Samedi 17 août, le siège de l’ASBL JeuneZeVieux, au 141 de l’avenue Victoire dans la commune de Kasa-Vubu, est pris d’assaut par les membres de la structure. Mais aussi par des sympathisants et des résidents dans le quartier. Peu après 11 heures, il va se tenir une cérémonie de remise des diplômes de participants à la centaine de membres qui ont suivi une formation en communication de masse, assurée par le cabinet d’expertise du professeur Aimé Kayembe.

Ecce homo !

Côté jardin, Serge Onyumbe Wedi (SOW), le coordonnateur national de JeuneZeVieux, est naturellement le chouchou des jeunes comme des vieux, venus assister à la cérémonie. « C’est notre préféré, c’est notre espoir… Nous aimons le voir comme ça : saluant tout le monde avec un petit sourire béat, prêt à apporter soutien quand on lui expose un problème », confie Dorothée, une trentenaire. 

« Voyez vous-même, l’adrénaline n’est pas tombé ! C’est dommage que, candidat à la députation nationale pour démontrer sa compétence en étant tout à la fois l’élu de tous, mais aussi l’expression d’une fraction de la population, la CENI ait décidé autrement alors que nous étions convaincus de son succès », témoigne, Jérôme, 72 ans. 

Ce jour-là, Serge Onyumbe se sent bien. Non pas parce que des jeunes du quartier venus en nombre l’adulent. Mais parce qu’il vient de gagner un pari : celui de l’encadrement de la jeunesse. Un pas de plus dans son action sociale. Les photographes l’ont dans le viseur, à l’affût du moindre geste. Les caméras de télévision sont là aussi. Mais il a de la tête, comme d’ailleurs à son habitude. Jouer de la sorte est la marque des fins communicateurs. 

À 35 ans, Serge Onyumbe a des étoiles de leadership plein ses yeux vifs depuis son enfance. Un fulgurant parcours qui commence dans son milieu d’habitat : enfance dans la commune de Bumbu, passion pour la boxe amateur dès l’âge de 17 ans au sein du club Nzube dans la commune de Ngiri-Ngiri, avec lequel il a participé à plusieurs tournois. 

Le voilà, aujourd’hui, expert en communication sociale et en négociation sociale, après son bac+5 en communication sociale obtenu en 2009. Sorti fraîchement émoulu de l’université, il est chargé de communication chez ProCredit Bank Congo, qui est devenue Equity Bank Congo, de 2009 à 2015. Depuis 2015, Serge Onyumbe exerce comme chargé de communication à la Banque Commerciale Du Congo (BCDC). Bosseur créatif, fonceur avant que d’être un penseur, hyper-réactif, son parcours est jalonné aussi de multitâches professionnelles, qui font que les gens reconnaissent facilement Serge Onyumbe dans la rue, les magasins, les bureaux, etc. Comme les élites de sa génération qui rêvent d’être ministre, être député, être président de la République, Serge Onyumbe se détache un brin de l’objet de toutes ces fascinations. Il ne renonce pas au rêve, mais ce qu’il veut d’abord : s’émanciper et émanciper les autres.

### CONSIGNES
1 – Recopiez fidèlement le passage du texte sur Serge Onyumbe qui va de « Côté jardin, Serge » à « Jérôme, 72 ans. ».
2 – Rédigez la suite du texte sur Serge Onyumbe à partir de sa dernière phrase.

### DONNÉES SOURCES

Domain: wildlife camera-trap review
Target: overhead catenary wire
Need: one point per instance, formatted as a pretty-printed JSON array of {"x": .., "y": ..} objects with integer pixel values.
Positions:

### RÉSULTATS ATTENDUS
1 –
Côté jardin, Serge Onyumbe Wedi (SOW), le coordonnateur national de JeuneZeVieux, est naturellement le chouchou des jeunes comme des vieux, venus assister à la cérémonie. « C’est notre préféré, c’est notre espoir… Nous aimons le voir comme ça : saluant tout le monde avec un petit sourire béat, prêt à apporter soutien quand on lui expose un problème », confie Dorothée, une trentenaire. 

« Voyez vous-même, l’adrénaline n’est pas tombé ! C’est dommage que, candidat à la députation nationale pour démontrer sa compétence en étant tout à la fois l’élu de tous, mais aussi l’expression d’une fraction de la population, la CENI ait décidé autrement alors que nous étions convaincus de son succès », témoigne, Jérôme, 72 ans.

2 –
Théo suit son parcours depuis plusieurs années. Il témoigne : « Outre son expérience des secteurs public, technique et de la société civile, il a des qualités personnelles qui sont essentielles pour diriger des organisations complexes. Ses aptitudes relationnelles et de leadership, sa capacité à accomplir plusieurs tâches à la fois, mais aussi sa créativité, son habileté, son dynamisme et son engagement, son humilité prouvent à suffisance qu’il sait diriger pour amener des changements et obtenir des résultats, en particulier dans les situations difficiles. »

Effet planant de la gagne 

Un membre de l’ASBL JeuneZeVieux nous susurre à l’oreille : « Je ne me laisse pas séduire facilement, vous savez. Je regarde les idées et les projets de chacun avant de me prononcer. Serge sait demander conseil, ce qui est indispensable dans un environnement complexe. Sa lucidité et son empathie permettent de parvenir à des consensus et inspirent confiance. Ces qualités associées à son charisme et à d’excellentes aptitudes de communication font de lui un candidat exceptionnel. »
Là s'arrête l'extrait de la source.